[Your instructions]
Reproduce every one of the records below word for word, without changing anything.

>> START Material shown

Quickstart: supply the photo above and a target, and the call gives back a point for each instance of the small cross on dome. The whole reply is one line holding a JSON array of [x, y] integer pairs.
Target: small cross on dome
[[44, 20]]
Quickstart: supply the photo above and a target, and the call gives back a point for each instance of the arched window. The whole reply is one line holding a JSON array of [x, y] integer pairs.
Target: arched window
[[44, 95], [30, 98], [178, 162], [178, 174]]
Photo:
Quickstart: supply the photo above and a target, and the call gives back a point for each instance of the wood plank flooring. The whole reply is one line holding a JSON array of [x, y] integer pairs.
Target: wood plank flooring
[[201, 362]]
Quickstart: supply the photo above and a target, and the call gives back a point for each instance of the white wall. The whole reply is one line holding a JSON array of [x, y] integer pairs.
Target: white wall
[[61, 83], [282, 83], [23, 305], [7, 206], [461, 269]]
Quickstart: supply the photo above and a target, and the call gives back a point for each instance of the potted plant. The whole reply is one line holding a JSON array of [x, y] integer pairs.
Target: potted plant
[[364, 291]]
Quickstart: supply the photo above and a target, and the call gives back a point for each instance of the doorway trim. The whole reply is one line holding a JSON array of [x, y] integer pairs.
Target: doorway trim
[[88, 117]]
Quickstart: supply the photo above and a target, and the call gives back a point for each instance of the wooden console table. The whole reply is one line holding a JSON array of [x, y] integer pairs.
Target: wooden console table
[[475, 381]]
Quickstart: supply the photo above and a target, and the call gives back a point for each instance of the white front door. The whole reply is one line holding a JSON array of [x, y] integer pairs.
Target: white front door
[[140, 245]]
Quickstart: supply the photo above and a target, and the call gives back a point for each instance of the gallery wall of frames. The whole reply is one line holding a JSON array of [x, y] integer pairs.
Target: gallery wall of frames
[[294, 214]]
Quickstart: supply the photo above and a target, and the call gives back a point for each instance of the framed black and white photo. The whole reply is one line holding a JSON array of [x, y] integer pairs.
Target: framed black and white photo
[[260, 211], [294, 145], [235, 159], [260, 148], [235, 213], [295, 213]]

>> END Material shown

[Written response]
Quickstart: supply the photo above and a target, and the call gives back a point for each instance of the small cross on dome. The whole reply is one line holding a JSON array of [x, y] integer pairs.
Target: small cross on dome
[[44, 20]]
Quickstart: supply the photo above and a target, and the call gives back a point for each instance of the arched window. The whole reply is one line holding a JSON array of [x, y] integer pairs.
Target: arched window
[[44, 95], [30, 98], [178, 162], [178, 174]]
Photo:
Quickstart: supply the photo above and a target, and the call gives back a point for each instance of the wood plank flooring. The whole reply is one line holding a JSON array of [x, y] integer pairs.
Target: wood plank flooring
[[201, 362]]
Quickstart: supply the photo above and a target, and the call gives back a point for each instance of the white wall. The whole reply is one line holding a JSON array of [x, y] integer pairs.
Target: white wall
[[61, 83], [282, 83], [23, 305], [7, 206], [461, 269]]
Quickstart: supply the photo above and a target, and the call gives back a point for each instance of the potted plant. The whole reply is one line holding a JSON array of [x, y] integer pairs.
Target: potted plant
[[364, 291]]
Quickstart: supply the photo above and a target, and the call gives back a point for each instance of the doorway trim. The whole reply is one line holding a JSON array of [x, y] integer pairs.
Target: doorway trim
[[88, 117]]
Quickstart: supply the photo above and a target, and the call gives back a point for each instance of the wooden console table. The whole reply is one line holding a JSON array of [x, y] integer pairs.
Target: wooden console table
[[475, 381]]
Quickstart: supply the photo above and a target, and the call gives back a point for each instance of the white front door. The whole reply is one line holding a JSON array of [x, y] integer pairs.
Target: white front door
[[140, 245]]
Quickstart: supply the photo above and a target, and the call gives back a point for each instance of the gallery wall of frames. The whole reply is one line holding a JSON array of [x, y] integer pairs.
Target: gallery wall of frames
[[294, 214]]
Quickstart: supply the photo above and a target, and the call gives back a point for each instance of the framed black and white photo. The whole reply is one line holding a JSON array of [x, y] integer pairs.
Target: framed black and white photo
[[260, 211], [294, 145], [235, 159], [260, 148], [235, 213], [295, 213]]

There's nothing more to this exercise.